Available records »

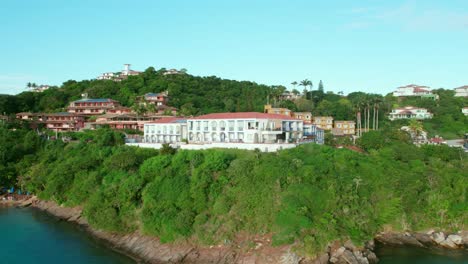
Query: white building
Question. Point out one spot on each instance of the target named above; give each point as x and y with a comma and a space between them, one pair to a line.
244, 127
118, 76
414, 90
461, 91
166, 130
410, 112
465, 111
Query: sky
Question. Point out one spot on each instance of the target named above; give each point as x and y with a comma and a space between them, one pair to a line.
368, 45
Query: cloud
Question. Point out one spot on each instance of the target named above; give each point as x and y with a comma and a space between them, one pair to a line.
409, 15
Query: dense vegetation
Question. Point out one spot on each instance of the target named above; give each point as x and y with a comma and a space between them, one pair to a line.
309, 195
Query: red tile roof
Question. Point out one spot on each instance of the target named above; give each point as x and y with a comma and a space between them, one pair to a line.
244, 115
167, 120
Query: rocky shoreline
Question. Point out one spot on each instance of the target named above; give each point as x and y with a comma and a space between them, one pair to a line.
146, 249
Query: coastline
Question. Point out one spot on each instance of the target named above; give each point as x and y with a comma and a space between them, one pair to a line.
146, 249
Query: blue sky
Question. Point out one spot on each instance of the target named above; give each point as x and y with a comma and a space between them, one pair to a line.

Exercise directions » The answer must consist of every line above that contains the word "Query".

Written response »
Query: white building
Query: sky
Query: cloud
Query: dense vegetation
Query: red tile roof
Query: rocky shoreline
Query: coastline
Query: blue sky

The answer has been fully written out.